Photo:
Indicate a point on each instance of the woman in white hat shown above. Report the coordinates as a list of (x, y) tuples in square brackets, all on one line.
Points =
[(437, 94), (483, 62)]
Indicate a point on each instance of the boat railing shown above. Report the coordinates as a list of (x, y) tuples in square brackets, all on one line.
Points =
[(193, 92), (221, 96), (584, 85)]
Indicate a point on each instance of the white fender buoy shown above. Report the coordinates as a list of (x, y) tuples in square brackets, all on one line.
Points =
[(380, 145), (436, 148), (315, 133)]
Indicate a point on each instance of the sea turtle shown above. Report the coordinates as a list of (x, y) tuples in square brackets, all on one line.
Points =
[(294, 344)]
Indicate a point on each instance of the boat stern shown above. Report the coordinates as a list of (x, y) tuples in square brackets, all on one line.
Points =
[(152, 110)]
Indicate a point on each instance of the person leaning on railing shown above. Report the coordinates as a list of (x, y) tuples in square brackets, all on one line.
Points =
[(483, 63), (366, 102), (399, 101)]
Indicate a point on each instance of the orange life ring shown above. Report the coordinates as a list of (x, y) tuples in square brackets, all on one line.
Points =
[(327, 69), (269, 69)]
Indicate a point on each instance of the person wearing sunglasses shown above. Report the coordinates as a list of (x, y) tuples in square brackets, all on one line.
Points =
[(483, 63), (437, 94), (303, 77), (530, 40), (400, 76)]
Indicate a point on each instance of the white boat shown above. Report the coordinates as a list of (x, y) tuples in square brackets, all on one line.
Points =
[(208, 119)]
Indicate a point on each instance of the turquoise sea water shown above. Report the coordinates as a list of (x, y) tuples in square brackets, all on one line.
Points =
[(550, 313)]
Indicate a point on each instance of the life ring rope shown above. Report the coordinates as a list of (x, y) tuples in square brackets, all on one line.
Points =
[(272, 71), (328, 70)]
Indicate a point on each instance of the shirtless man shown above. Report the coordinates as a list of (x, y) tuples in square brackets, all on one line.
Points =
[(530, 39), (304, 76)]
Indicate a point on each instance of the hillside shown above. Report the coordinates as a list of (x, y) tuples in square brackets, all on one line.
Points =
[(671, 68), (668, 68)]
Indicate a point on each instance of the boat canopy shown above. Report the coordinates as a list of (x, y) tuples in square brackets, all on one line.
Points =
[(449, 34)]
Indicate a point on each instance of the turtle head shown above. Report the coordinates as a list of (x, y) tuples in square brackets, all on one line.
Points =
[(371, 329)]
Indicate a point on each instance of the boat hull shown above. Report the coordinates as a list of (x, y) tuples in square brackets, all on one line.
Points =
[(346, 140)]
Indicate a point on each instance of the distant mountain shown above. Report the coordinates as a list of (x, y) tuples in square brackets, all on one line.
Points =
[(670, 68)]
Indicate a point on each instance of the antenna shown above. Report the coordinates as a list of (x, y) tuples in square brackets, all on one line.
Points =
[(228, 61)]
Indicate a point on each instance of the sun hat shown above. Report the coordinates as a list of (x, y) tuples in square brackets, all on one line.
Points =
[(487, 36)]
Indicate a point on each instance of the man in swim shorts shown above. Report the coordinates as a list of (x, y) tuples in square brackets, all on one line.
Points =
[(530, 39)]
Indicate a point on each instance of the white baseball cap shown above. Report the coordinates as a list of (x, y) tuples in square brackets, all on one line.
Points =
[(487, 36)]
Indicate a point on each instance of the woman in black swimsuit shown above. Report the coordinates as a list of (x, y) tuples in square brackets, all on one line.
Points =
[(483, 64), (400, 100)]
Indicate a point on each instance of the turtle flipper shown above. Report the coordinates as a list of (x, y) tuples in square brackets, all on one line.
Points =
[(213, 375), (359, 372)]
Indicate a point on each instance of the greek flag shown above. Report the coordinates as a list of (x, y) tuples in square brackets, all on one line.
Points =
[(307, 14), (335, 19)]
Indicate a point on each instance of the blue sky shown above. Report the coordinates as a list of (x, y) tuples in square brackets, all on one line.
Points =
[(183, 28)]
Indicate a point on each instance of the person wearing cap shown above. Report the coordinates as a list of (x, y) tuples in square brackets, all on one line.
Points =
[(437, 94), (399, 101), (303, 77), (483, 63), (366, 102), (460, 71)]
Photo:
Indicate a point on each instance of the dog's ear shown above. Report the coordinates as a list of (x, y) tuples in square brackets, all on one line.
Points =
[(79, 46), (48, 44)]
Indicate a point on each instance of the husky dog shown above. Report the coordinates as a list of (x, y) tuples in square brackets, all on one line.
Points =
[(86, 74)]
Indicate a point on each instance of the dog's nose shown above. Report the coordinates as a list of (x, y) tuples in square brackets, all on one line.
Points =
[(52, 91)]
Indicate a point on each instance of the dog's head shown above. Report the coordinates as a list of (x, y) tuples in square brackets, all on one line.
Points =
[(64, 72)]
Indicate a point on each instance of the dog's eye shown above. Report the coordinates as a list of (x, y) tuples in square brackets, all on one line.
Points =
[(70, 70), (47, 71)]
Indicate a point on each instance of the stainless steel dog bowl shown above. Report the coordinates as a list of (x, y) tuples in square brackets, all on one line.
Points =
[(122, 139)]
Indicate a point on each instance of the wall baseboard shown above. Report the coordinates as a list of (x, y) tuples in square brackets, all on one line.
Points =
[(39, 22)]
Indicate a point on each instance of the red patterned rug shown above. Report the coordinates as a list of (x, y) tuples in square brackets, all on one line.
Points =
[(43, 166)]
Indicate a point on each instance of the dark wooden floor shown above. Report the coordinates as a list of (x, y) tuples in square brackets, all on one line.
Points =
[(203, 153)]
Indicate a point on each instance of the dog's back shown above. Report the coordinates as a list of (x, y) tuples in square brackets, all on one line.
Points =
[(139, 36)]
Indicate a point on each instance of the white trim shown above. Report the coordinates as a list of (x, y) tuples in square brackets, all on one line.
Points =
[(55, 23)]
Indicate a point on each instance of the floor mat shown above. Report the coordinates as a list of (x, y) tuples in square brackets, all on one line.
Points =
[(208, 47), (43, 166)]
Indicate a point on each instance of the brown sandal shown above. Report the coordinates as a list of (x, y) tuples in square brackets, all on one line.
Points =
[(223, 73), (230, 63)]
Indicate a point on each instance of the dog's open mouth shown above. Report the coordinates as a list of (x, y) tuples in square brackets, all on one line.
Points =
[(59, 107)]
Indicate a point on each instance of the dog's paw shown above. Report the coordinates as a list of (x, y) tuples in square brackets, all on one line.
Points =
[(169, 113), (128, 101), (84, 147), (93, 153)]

What you are asked to do
Reproduce verbatim the lines from the one containing "Indicate a point on each instance of the red" to the one containing "[(139, 36)]", both included.

Result of this task
Indicate a point on each instance of the red patterned rug shown above. Report the coordinates as a list of (x, y) tuples in square brackets, all on one line.
Points =
[(43, 166)]
Indicate a point on each instance of the dark wooden floor shown above. Report the coordinates as a list of (x, y) tuples in square brackets, all on one line.
Points =
[(203, 153)]
Indicate a point on each instance of the dog's back shown above. Report the coordinates as a list of (x, y) tuples in square brackets, all on one line.
Points =
[(139, 36)]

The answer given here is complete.